- ページ本文
ビジット・ジャパンとか、ようこそ日本へというキャンペーンをやっているわけでありますし、日本としても、これから観光政策というものをきっちりと打ち立てて、外国からのお客さんを迎える。今、観光関係は対外収支が極端にマイナスになっておりますから、そういう面での改善にも役立っていくのではないかと思っております。
毎日:JCO事故に関係してなのですが、事故の交付金でつくった原子力等安全推進基金について、もう少し地元に還元してほしいという声があるように聞いているのですが、その点を踏まえて、これまでの基金の性格ですとか今後の使途の方向性についてもう一度説明いただけたらと思うのですが。
知事:交付金については、もともと全面的に地元に使うということではなく、あの事故によっていろいろな影響を受けたものを少しでもいい方向へ持っていくために使えないかということで交付が決定されたものであります。
今、地元という話が出ましたが、例えば(地元に限らず)県西地方の野菜などでも茨城県というラップで包んで出すと売れない、そのために何も書いていないものをわざわざ作って売ったとか、あるいは茨城県民が他県の温泉に行って茨城県から来たと言ったら、入るのをやめてくれと言われたとか、当時、いろいろな問題が出ました。そういったこと全体を含めて、茨城県のイメージアップや地域振興に役立ててほしいということでありますので、私どもは、今、医療や防災などを中心に使途を決めているところであります。残りの部分についても、全県的な立場から対応していきたいと思っております。

- 必要な作業
1. 本文によると、知事は交付金の使途を現在どの分野を中心に決めていると述べていますか？
2. 本文の「今、地元という話が出ましたが」で始まる段落を、主な事実を残して箇条書きで簡潔にまとめてください。
3. 本文を「毎日:JCO事故に関係してな」を含む箇所から書き写し、「が決定されたものであります。」の後で止めてください。

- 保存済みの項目
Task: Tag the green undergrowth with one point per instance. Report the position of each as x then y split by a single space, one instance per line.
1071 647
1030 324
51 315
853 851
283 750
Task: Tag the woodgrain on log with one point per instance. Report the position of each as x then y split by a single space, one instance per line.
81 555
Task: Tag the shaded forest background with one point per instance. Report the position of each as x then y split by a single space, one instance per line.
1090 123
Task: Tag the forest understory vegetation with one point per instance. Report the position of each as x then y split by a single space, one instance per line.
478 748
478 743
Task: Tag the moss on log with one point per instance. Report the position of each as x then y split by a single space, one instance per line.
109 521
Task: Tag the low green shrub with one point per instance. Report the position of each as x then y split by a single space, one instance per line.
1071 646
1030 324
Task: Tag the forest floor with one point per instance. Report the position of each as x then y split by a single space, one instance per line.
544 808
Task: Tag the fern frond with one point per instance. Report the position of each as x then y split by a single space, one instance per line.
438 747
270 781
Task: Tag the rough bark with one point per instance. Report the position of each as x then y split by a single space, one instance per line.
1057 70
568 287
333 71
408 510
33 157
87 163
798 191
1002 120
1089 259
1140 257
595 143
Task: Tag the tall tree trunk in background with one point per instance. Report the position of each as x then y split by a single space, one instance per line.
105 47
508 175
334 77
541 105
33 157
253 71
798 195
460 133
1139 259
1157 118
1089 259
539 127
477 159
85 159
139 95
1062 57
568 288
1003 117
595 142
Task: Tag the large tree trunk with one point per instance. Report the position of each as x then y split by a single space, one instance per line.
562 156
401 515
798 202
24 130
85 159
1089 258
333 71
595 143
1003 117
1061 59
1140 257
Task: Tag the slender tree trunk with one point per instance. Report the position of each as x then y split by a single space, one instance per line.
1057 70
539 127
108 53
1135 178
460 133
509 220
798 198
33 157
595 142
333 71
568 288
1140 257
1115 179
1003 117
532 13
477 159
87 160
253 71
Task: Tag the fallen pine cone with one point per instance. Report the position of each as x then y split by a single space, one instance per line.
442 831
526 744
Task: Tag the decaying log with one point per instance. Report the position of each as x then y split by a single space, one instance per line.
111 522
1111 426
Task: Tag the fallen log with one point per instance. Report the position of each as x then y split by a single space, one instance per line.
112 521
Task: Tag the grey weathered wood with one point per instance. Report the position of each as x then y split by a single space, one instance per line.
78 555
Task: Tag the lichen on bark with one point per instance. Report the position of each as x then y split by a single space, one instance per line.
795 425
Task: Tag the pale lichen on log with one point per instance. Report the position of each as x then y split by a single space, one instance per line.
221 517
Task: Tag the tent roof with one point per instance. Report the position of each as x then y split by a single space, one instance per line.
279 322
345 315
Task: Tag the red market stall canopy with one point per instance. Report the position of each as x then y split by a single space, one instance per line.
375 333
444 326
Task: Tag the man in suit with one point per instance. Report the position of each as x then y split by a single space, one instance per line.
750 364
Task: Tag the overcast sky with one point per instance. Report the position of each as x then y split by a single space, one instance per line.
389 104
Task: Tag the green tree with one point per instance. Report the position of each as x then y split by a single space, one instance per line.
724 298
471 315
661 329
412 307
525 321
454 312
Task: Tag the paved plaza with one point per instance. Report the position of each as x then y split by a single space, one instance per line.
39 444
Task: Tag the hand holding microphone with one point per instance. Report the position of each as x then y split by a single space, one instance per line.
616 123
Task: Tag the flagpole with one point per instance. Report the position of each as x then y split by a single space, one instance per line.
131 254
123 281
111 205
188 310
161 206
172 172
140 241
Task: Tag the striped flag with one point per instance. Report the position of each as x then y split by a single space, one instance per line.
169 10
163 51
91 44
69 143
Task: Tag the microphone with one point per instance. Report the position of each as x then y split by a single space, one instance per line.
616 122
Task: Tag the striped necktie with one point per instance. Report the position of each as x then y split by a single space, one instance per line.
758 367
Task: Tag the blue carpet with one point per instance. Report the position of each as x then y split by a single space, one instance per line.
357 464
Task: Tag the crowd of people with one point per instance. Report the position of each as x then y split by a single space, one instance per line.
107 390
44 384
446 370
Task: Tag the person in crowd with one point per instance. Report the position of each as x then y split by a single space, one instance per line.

- 記述回答
1. 医療や防災などを中心に決めていると述べています。

2.
- 事故当時、県西地方の野菜などは茨城県と書かれたラップで包むと売れず、何も書いていないものをわざわざ作って売った。
- 茨城県民が他県の温泉で茨城県から来たと言うと、入るのを断られた。
- 交付金は、こうした問題全体を含めて茨城県のイメージアップや地域振興に役立てるためのものである。
- 現在は医療や防災などを中心に使途を決めており、残りの部分も全県的な立場から対応していく。

3.
毎日:JCO事故に関係してなのですが、事故の交付金でつくった原子力等安全推進基金について、もう少し地元に還元してほしいという声があるように聞いているのですが、その点を踏まえて、これまでの基金の性格ですとか今後の使途の方向性についてもう一度説明いただけたらと思うのですが。
知事:交付金については、もともと全面的に地元に使うということではなく、あの事故によっていろいろな影響を受けたものを少しでもいい方向へ持っていくために使えないかということで交付が決定されたものであります。